Dataset rows
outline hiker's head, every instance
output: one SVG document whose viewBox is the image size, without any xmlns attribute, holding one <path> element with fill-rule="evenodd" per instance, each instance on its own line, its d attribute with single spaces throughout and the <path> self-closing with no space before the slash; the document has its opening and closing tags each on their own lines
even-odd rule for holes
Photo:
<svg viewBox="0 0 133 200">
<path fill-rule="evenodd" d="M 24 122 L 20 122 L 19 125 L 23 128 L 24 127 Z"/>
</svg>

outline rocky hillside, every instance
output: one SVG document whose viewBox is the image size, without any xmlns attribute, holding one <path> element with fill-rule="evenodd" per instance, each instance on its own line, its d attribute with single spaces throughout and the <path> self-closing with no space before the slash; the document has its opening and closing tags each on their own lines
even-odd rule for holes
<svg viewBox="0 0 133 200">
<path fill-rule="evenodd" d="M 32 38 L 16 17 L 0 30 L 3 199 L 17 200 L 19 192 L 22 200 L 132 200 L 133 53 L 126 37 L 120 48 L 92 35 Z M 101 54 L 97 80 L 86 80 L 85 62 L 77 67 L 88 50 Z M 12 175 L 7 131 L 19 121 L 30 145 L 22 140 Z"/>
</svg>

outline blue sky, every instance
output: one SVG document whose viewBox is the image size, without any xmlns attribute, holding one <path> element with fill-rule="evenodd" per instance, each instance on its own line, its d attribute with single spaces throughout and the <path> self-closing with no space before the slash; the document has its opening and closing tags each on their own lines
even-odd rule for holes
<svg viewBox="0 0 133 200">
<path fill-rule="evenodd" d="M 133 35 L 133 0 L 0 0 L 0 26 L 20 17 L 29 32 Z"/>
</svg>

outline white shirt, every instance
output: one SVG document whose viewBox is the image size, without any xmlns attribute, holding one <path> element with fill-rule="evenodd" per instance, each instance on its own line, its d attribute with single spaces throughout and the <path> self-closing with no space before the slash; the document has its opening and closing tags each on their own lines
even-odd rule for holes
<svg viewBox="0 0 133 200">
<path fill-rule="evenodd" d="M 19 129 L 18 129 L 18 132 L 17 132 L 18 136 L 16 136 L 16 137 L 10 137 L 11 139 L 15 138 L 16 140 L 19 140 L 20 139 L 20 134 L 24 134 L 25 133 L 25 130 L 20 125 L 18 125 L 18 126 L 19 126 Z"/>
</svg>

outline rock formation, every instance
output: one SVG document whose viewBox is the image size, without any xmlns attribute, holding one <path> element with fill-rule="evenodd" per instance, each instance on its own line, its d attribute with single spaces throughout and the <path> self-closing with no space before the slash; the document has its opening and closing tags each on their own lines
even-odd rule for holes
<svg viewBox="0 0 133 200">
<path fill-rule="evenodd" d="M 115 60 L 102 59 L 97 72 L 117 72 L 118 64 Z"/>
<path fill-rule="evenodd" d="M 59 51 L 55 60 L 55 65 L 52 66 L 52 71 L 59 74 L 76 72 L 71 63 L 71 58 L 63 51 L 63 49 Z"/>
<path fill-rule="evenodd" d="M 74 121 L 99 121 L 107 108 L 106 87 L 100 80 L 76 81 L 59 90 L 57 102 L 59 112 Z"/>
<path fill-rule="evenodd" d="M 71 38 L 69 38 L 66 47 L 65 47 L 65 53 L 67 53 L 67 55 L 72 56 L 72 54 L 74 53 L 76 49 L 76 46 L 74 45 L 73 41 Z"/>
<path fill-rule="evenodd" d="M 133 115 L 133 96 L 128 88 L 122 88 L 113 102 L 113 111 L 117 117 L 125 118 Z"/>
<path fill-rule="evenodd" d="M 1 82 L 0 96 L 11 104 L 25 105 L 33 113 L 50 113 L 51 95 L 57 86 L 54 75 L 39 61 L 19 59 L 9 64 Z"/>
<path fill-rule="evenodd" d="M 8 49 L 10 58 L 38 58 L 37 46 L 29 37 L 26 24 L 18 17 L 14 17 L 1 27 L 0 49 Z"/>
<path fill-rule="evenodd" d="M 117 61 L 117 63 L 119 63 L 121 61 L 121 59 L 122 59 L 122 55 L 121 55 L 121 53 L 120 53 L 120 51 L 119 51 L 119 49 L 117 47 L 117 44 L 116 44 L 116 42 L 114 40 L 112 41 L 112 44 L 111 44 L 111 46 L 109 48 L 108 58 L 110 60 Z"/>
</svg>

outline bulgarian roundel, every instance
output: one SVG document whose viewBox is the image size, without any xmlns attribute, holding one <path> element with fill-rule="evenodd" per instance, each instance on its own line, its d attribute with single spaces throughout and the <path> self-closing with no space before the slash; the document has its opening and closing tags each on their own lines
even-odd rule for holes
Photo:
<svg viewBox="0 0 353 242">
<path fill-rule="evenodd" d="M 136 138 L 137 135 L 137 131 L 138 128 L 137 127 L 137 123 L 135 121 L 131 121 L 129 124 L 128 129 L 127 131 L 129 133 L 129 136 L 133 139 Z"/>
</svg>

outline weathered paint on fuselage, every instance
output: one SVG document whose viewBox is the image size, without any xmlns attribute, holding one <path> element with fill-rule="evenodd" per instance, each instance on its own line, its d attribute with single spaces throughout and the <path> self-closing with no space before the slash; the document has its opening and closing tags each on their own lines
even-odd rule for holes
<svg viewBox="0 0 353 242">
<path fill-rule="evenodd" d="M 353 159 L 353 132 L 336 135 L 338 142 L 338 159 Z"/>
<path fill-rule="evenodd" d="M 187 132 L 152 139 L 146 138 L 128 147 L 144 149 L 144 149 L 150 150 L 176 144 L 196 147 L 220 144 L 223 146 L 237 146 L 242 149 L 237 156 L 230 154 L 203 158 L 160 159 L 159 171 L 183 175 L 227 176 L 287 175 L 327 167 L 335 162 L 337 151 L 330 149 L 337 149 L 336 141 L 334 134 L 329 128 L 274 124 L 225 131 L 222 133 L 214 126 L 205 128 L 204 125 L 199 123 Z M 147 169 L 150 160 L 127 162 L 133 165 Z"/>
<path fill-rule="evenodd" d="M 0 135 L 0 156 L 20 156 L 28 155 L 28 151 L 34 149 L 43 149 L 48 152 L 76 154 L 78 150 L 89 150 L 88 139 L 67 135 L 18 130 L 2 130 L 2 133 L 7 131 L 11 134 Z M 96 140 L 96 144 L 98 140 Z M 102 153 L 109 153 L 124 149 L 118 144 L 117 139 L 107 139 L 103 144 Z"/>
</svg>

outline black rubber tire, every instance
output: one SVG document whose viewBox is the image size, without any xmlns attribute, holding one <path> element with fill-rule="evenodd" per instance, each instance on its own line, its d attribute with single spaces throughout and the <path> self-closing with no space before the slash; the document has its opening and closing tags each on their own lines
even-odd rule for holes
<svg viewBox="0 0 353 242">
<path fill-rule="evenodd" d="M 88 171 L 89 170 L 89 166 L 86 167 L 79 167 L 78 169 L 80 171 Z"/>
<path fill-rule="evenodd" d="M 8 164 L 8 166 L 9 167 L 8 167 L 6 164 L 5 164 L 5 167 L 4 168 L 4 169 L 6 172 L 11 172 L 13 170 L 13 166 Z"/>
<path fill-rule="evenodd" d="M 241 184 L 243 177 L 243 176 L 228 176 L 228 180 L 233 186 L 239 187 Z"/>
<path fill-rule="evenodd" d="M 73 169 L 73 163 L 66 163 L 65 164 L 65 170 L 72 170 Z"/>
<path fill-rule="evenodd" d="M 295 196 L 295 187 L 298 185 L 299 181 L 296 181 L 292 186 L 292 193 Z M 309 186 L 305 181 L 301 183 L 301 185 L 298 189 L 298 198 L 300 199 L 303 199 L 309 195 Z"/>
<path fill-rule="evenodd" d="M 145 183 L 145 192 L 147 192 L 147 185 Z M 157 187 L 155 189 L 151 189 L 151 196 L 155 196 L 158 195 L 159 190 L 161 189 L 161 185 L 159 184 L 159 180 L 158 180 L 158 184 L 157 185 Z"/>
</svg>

Challenge: Reproduce the material above verbatim, beginning at the line that contains "outline black rubber tire, every instance" and continuing through the final line of the material, both included.

The reply:
outline black rubber tire, every instance
output: one SVG document whose viewBox is the image size, without any xmlns attribute, holding one <path> element with fill-rule="evenodd" per instance, each instance on its own line, its d attribute with single spaces throughout and the <path> self-closing with no space before the slash; the document has its opening and closing tags each on their own lines
even-odd rule for holes
<svg viewBox="0 0 353 242">
<path fill-rule="evenodd" d="M 88 171 L 89 170 L 89 166 L 86 167 L 79 167 L 78 169 L 80 171 Z"/>
<path fill-rule="evenodd" d="M 8 164 L 8 166 L 9 167 L 8 167 L 6 164 L 5 164 L 5 167 L 4 168 L 4 169 L 6 172 L 11 172 L 13 170 L 13 166 Z"/>
<path fill-rule="evenodd" d="M 241 184 L 243 177 L 243 176 L 228 176 L 228 180 L 233 186 L 239 187 Z"/>
<path fill-rule="evenodd" d="M 73 169 L 73 163 L 66 163 L 65 164 L 65 170 L 72 170 Z"/>
<path fill-rule="evenodd" d="M 295 196 L 295 187 L 298 185 L 299 181 L 296 181 L 292 186 L 292 193 Z M 309 186 L 305 181 L 301 183 L 301 185 L 298 189 L 298 198 L 300 199 L 303 199 L 309 195 Z"/>
<path fill-rule="evenodd" d="M 145 183 L 145 192 L 147 192 L 147 185 Z M 157 187 L 155 189 L 151 189 L 151 196 L 155 196 L 158 195 L 159 190 L 161 189 L 161 185 L 159 184 L 159 180 L 158 180 L 158 184 L 157 185 Z"/>
</svg>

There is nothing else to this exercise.